## Text excerpt

****

Sandwiched between the Andes and the Pacific Ocean with a width that averages just 180km (112 miles) and some 4,830km (3,000 miles) of land, stretching from the arid northern desert to the wild desolation of Patagonia, Chile encompasses a dazzling array of landscapes and temperate zones. It is hard to believe such variation can exist in just one country; in fact, the only zone not found here is tropical.

The central region of Chile, including Santiago and its environs, features a mild, Mediterranean climate, reminiscent of California, while the Atacama region claims the world's driest desert, a beautiful "wasteland" set below a chain of purple and pink volcanoes and high-altitude salt flats. The Atacama Desert sits at altitudes of 2,000m (6,560 ft.) and up. The extreme climate and the geological forces at work in this region have produced far-out land formations and superlatives such as the highest geyser field in the world.

Few destinations in the world rival the lush scenery of Chile's Lake District. Over 10,000 years ago, retreating glaciers formed barriers of rock producing magnificent lakes and perfect conical, snowcapped volcanoes that burst skyward from beneath the glacial shield here. Today the Lake District is a dense, temperate, rainforest ecosystem packed with thick groves of native forest and shimmering lakes. Across the sound from the emerald rolling hills of Chiloé sits Chile's "frontier" highway, commonly known as the Carretera Austral, where tiny villages are speckled among thick virgin rainforest and waterfalls descend from rugged peaks.

Also known as the Magallanes Region, Patagonia is characterized by vast open steppe; colossal Northern and Southern Patagonian Ice Fields and hundreds of mighty glaciers; the peaks of the Andes, fading into the southern Pacific Ocean at their terminus; emerald fjords; and wind, wind, wind. At lower altitudes, valley ecosystems comprised of granite rocks have been chafed by glaciations and sedimentary deposits. Vegetation here is characterized by temperate, evergreen forests. There is no dry season, and rainfall is constant.

****

## Raw data
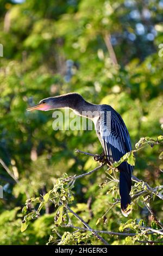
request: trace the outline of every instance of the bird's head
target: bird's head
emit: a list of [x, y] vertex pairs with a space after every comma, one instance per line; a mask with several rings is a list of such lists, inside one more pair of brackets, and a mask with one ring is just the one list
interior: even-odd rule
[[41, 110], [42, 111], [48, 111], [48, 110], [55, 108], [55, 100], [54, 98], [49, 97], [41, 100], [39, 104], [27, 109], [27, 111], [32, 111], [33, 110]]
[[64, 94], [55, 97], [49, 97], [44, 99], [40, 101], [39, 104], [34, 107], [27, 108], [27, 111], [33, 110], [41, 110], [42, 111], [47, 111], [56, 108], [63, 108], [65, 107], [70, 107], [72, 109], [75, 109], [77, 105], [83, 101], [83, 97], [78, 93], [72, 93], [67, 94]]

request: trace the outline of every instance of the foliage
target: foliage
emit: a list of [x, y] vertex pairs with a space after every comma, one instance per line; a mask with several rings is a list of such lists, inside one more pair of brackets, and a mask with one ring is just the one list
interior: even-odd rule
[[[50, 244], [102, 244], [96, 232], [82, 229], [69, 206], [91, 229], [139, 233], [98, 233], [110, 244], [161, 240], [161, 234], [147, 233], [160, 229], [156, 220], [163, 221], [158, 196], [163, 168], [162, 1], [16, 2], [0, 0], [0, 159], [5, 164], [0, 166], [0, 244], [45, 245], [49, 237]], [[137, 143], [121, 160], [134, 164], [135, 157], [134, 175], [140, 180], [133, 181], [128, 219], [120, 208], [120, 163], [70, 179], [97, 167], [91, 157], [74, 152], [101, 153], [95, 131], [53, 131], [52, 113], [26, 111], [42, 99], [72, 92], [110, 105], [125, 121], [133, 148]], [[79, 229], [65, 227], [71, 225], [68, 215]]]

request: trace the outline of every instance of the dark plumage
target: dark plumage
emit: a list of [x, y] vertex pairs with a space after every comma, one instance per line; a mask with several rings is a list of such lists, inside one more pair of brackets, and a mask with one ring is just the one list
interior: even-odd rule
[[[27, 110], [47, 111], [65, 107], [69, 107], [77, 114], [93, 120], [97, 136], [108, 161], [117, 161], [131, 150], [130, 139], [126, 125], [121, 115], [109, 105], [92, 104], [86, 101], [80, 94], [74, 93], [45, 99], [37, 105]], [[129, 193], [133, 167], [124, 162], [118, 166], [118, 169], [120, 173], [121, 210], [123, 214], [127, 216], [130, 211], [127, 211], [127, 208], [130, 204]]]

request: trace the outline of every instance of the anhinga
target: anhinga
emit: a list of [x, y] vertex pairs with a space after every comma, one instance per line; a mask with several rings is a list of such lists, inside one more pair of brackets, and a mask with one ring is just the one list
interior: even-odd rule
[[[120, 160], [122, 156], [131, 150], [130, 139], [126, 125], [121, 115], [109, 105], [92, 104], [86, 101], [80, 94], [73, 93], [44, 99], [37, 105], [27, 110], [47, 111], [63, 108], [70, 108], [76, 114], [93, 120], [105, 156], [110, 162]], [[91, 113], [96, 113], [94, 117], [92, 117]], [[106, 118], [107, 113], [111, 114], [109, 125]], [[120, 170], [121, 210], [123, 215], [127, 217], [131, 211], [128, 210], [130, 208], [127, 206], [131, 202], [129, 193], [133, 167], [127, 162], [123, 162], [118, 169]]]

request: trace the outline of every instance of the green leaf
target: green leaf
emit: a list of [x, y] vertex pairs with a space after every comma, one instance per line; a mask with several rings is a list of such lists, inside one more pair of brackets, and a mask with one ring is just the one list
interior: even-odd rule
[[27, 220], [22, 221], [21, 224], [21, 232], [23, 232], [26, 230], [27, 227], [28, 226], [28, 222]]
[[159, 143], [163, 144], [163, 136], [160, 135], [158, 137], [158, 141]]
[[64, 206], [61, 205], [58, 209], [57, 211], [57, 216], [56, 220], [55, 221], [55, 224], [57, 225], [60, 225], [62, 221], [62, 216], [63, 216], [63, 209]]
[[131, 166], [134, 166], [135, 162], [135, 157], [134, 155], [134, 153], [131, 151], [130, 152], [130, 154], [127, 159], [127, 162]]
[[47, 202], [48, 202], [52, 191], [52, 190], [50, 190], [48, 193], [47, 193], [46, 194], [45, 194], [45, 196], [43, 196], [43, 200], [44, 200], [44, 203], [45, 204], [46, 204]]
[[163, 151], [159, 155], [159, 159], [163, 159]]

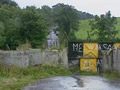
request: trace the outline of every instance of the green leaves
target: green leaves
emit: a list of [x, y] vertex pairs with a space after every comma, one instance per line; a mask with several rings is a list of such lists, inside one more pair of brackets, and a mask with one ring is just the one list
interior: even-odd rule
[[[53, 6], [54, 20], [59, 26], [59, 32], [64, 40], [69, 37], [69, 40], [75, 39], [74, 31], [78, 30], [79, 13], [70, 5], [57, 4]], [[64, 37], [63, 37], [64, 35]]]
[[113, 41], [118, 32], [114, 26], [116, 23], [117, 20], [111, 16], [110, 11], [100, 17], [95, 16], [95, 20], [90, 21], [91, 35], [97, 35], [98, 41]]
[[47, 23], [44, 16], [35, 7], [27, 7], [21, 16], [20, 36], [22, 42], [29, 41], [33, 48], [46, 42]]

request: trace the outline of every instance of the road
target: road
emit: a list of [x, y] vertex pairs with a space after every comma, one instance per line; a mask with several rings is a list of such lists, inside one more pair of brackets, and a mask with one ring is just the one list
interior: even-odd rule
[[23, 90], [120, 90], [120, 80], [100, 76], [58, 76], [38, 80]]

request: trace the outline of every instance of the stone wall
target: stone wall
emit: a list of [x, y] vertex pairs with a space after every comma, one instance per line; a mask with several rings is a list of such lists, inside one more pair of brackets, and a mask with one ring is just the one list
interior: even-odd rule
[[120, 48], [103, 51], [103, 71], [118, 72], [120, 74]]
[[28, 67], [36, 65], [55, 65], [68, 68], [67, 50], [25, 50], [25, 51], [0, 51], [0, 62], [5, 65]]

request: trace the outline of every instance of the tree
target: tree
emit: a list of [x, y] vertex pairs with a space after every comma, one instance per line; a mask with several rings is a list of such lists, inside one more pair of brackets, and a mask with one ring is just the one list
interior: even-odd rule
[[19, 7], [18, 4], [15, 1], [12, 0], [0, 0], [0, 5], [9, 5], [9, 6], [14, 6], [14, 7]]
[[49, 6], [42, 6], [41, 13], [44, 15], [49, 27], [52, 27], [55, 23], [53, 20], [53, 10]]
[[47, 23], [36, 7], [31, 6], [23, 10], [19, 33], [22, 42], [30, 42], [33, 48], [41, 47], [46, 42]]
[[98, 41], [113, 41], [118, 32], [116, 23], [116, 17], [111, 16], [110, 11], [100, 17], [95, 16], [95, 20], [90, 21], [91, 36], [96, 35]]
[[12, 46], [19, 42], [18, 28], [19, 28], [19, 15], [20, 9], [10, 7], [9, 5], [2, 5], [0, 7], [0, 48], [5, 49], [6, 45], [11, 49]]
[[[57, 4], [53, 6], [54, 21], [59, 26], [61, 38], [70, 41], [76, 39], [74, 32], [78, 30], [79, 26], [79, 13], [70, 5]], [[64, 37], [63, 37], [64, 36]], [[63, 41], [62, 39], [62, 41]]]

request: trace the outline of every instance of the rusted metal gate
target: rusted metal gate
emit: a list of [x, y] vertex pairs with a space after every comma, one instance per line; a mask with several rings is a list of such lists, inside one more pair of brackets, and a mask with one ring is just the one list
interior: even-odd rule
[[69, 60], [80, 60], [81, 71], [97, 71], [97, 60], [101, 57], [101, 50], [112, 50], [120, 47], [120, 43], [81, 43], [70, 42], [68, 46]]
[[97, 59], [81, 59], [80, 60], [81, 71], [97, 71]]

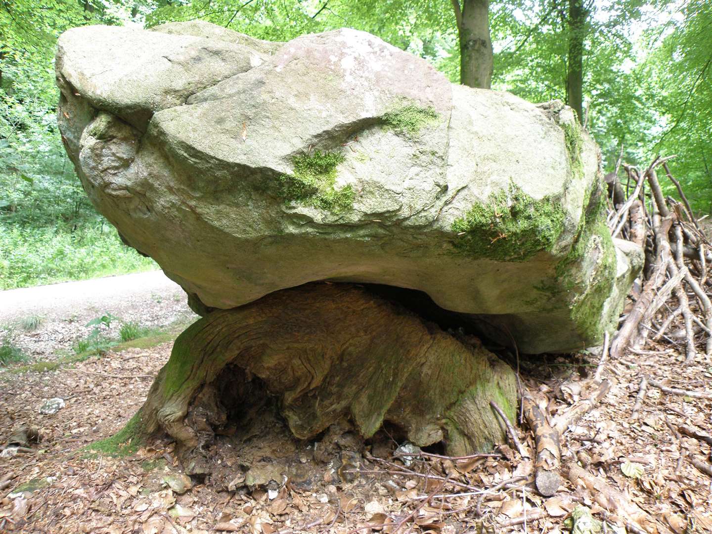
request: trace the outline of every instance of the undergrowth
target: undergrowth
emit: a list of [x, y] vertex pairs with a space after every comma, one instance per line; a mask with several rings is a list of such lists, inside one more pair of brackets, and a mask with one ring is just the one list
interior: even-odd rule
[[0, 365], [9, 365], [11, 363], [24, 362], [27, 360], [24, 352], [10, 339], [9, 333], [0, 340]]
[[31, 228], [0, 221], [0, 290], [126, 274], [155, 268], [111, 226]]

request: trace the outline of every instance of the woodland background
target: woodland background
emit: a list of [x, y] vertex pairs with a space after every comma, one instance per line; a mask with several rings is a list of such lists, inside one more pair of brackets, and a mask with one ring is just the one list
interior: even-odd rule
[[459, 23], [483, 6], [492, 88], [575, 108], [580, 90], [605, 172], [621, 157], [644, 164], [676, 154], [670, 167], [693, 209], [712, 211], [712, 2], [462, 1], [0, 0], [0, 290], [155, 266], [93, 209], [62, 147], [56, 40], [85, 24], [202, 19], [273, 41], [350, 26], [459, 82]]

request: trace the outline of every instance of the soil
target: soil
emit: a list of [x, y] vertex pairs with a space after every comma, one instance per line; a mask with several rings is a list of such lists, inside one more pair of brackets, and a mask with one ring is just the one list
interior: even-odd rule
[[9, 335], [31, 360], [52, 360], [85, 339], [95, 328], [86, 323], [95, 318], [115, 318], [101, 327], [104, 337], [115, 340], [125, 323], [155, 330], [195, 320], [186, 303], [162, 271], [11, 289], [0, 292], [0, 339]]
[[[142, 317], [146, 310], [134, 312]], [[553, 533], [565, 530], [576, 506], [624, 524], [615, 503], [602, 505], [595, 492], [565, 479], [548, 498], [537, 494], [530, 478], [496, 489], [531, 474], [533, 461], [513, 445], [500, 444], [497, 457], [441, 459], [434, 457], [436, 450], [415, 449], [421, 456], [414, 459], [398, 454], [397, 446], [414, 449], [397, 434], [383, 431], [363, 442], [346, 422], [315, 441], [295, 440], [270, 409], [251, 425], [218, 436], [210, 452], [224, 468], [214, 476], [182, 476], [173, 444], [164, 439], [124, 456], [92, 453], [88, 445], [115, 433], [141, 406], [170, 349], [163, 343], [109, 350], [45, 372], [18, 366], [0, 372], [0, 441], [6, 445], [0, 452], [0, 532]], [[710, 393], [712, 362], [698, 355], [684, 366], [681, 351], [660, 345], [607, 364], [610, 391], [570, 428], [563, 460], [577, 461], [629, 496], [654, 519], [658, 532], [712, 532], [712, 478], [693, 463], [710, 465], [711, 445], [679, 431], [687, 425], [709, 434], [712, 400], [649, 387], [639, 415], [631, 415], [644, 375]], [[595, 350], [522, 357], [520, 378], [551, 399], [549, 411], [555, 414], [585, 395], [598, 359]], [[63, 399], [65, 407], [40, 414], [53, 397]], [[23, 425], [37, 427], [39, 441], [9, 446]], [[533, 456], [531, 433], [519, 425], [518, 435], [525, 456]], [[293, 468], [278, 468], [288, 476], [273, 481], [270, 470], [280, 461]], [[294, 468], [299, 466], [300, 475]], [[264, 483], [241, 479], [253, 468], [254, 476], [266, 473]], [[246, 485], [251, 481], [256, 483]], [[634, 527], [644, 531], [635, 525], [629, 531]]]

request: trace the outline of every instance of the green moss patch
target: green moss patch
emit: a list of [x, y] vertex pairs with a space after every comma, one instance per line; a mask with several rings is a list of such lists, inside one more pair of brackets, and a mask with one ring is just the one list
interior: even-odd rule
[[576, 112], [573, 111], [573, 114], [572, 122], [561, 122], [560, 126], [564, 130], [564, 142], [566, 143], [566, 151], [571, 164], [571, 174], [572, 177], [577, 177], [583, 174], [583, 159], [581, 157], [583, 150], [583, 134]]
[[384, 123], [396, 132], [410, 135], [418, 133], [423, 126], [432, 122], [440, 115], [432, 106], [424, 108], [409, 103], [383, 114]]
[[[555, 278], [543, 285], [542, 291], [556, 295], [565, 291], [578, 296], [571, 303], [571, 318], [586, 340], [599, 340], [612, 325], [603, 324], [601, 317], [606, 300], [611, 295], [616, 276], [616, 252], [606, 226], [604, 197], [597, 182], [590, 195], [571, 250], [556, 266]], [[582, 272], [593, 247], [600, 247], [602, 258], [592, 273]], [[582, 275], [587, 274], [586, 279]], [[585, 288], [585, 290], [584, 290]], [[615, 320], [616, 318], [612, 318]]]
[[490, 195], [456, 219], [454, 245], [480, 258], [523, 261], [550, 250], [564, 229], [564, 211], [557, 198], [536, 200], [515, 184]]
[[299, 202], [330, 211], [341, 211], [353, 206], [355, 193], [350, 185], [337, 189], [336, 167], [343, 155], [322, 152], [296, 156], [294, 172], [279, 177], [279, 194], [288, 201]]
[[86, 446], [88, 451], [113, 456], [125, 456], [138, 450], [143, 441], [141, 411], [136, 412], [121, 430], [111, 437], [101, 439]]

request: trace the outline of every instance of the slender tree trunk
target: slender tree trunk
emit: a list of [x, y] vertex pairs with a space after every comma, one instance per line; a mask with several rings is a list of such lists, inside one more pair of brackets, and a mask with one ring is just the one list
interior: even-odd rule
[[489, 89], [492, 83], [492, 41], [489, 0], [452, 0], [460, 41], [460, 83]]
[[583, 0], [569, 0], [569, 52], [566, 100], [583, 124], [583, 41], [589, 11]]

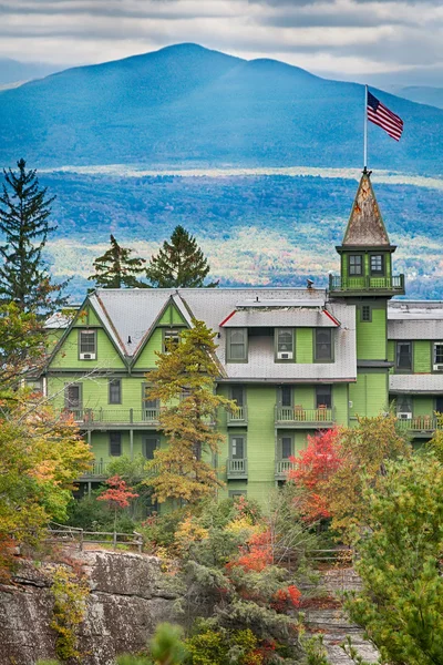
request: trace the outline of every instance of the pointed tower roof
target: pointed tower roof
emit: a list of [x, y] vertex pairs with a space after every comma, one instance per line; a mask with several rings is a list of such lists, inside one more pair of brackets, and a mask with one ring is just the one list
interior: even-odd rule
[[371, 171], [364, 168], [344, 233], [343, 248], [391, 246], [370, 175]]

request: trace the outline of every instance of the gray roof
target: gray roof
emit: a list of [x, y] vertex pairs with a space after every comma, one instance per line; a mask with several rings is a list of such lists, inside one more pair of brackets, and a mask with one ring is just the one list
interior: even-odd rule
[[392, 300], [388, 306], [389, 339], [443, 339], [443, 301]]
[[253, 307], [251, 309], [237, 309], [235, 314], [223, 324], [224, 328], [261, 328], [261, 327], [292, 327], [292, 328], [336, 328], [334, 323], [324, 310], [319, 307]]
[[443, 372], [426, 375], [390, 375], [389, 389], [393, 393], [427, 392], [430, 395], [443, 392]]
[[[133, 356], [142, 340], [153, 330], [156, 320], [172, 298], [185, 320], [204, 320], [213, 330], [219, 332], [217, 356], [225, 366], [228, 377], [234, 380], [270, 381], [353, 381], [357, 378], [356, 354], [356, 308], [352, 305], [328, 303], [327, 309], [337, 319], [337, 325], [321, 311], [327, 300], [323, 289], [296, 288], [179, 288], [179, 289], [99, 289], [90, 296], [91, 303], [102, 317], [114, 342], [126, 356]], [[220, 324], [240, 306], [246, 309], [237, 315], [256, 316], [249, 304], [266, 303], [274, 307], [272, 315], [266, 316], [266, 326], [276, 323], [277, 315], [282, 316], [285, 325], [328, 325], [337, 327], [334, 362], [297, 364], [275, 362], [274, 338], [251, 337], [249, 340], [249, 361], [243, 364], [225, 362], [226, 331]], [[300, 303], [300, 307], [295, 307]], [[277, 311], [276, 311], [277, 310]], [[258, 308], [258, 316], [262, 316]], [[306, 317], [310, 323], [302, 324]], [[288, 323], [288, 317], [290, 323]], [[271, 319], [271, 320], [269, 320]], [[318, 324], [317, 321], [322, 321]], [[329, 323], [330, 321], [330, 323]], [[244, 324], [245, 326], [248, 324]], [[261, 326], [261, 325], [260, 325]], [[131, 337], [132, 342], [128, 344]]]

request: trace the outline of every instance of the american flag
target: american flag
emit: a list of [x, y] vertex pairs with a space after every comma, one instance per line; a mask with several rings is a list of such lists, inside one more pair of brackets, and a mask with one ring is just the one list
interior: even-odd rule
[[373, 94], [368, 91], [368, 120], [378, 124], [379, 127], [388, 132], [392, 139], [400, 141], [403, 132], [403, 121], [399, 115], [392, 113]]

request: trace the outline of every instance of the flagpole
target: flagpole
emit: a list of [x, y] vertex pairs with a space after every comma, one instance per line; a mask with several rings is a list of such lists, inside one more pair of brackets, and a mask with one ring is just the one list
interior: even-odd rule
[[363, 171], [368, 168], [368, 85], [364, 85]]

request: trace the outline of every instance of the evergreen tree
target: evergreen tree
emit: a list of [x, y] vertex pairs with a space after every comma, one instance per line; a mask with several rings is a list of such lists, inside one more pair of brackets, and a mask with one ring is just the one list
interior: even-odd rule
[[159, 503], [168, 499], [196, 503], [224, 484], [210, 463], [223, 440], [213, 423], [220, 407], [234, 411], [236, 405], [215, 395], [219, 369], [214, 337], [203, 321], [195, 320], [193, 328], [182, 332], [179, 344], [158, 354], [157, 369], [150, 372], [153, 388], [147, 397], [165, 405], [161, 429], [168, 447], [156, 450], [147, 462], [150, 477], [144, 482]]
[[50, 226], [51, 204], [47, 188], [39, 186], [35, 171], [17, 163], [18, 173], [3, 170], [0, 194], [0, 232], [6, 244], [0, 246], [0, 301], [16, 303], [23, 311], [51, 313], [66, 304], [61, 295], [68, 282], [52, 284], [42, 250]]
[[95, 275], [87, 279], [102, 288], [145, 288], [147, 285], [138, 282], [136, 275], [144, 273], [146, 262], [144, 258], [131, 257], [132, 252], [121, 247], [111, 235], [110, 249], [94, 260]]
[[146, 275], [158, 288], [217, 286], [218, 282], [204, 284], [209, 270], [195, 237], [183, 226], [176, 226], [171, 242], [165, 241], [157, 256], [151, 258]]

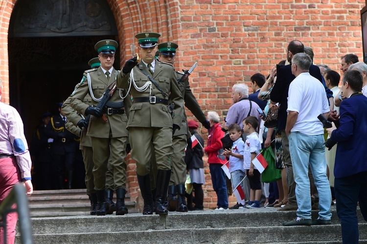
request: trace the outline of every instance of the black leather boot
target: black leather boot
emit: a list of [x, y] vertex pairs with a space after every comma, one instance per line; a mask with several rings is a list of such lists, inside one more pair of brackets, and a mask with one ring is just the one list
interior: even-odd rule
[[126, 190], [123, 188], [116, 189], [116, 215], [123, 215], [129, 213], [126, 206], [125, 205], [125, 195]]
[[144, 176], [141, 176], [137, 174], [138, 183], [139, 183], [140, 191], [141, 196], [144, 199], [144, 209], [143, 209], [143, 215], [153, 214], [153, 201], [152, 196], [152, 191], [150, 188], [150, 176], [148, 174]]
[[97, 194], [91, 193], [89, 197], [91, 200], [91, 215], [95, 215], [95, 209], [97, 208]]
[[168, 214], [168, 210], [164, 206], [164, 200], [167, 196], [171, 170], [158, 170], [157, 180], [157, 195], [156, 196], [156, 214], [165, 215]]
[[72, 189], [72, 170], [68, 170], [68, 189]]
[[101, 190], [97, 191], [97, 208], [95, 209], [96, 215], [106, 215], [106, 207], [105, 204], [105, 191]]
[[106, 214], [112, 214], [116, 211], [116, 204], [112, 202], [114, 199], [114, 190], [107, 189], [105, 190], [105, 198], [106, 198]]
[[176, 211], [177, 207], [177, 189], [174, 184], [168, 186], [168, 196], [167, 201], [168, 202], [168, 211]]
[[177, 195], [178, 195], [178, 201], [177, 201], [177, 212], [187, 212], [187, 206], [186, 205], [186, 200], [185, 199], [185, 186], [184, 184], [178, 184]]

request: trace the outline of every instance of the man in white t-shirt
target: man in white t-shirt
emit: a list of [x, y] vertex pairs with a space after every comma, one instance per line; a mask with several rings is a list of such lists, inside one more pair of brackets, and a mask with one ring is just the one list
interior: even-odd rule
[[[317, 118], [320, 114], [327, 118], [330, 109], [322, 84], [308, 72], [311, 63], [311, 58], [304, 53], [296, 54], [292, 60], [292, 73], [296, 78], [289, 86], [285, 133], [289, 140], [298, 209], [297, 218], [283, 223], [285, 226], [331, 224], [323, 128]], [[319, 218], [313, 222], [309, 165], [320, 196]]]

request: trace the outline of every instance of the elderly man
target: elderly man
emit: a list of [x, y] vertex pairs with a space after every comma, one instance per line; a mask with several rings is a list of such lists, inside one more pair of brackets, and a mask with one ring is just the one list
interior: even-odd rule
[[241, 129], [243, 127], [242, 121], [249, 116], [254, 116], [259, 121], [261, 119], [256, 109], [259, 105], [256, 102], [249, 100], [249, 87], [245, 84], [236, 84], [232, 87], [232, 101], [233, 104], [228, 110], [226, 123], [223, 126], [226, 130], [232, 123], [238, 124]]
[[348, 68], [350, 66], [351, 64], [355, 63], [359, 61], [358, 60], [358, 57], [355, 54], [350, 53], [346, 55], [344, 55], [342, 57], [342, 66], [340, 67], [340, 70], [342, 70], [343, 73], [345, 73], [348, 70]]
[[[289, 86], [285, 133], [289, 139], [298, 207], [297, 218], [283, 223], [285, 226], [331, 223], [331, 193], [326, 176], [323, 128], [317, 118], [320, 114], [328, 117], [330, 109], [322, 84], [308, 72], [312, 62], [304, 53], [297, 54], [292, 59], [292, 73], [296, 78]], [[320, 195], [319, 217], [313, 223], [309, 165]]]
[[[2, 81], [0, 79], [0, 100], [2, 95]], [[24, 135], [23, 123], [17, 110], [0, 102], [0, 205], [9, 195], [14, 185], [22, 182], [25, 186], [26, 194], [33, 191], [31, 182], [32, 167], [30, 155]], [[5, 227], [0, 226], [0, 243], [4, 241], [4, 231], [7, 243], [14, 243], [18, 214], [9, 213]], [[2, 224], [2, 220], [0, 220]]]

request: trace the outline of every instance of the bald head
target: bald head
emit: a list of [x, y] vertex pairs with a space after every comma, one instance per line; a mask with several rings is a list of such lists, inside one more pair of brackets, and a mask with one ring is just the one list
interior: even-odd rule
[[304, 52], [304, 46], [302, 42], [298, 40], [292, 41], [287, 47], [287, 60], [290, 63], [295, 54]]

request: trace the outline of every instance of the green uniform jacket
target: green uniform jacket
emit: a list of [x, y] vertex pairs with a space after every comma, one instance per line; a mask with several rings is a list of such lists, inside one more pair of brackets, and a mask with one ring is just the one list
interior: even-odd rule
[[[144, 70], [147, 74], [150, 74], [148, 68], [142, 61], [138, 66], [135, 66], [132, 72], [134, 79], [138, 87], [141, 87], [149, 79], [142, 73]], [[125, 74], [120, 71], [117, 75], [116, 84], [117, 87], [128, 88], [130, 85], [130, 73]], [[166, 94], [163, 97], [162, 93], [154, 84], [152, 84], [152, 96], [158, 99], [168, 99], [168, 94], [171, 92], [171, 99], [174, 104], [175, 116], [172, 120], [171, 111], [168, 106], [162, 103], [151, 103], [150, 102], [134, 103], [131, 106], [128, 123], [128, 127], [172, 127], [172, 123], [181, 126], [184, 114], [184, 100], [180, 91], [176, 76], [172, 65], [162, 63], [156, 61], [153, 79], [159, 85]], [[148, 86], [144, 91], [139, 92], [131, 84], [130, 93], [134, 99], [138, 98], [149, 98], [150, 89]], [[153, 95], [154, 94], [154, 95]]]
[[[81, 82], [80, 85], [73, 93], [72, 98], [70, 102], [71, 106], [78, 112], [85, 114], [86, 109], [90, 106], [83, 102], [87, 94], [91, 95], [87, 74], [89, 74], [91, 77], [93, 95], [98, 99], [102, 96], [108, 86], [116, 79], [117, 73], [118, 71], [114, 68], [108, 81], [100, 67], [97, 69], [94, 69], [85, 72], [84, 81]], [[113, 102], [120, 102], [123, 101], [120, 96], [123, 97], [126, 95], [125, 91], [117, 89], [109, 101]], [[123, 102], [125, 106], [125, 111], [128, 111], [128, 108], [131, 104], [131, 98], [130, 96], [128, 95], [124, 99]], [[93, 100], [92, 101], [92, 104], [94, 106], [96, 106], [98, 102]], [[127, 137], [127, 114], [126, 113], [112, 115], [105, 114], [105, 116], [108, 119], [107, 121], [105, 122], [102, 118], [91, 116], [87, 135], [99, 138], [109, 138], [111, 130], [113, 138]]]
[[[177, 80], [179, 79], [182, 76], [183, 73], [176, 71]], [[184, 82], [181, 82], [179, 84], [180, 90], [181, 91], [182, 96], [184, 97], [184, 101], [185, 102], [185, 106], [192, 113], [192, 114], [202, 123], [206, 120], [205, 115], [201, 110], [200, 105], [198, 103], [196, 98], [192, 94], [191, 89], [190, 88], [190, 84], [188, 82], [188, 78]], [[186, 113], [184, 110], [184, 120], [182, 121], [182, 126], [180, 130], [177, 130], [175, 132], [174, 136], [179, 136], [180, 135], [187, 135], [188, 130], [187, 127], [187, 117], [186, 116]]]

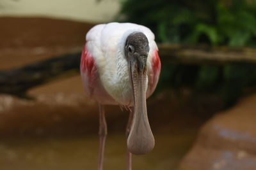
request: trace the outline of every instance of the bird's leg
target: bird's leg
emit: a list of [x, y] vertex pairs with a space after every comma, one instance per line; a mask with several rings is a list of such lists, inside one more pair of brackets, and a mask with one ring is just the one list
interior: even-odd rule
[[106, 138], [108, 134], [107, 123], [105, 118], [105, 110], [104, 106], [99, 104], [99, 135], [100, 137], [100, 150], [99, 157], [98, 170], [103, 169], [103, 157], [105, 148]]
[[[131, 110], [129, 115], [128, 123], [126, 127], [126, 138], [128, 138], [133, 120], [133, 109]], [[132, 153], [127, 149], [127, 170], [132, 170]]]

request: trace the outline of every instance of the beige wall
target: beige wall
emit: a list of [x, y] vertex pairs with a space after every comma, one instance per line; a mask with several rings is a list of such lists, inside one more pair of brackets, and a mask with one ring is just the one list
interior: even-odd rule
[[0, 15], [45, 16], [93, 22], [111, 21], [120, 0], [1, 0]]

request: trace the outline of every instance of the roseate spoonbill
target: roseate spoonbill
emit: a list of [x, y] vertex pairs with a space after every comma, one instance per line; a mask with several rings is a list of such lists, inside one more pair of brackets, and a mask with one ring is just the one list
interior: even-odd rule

****

## Required work
A) From the passage on Chile's landscapes, repeat the stretch from "Also known as" through "rainfall is constant." word for word.
B) In the passage on Chile's landscapes, which climate zone is said to be absent from the country?

## Solutions by task
A)
Also known as the Magallanes Region, Patagonia is characterized by vast open steppe; colossal Northern and Southern Patagonian Ice Fields and hundreds of mighty glaciers; the peaks of the Andes, fading into the southern Pacific Ocean at their terminus; emerald fjords; and wind, wind, wind. At lower altitudes, valley ecosystems comprised of granite rocks have been chafed by glaciations and sedimentary deposits. Vegetation here is characterized by temperate, evergreen forests. There is no dry season, and rainfall is constant.

B) Tropical.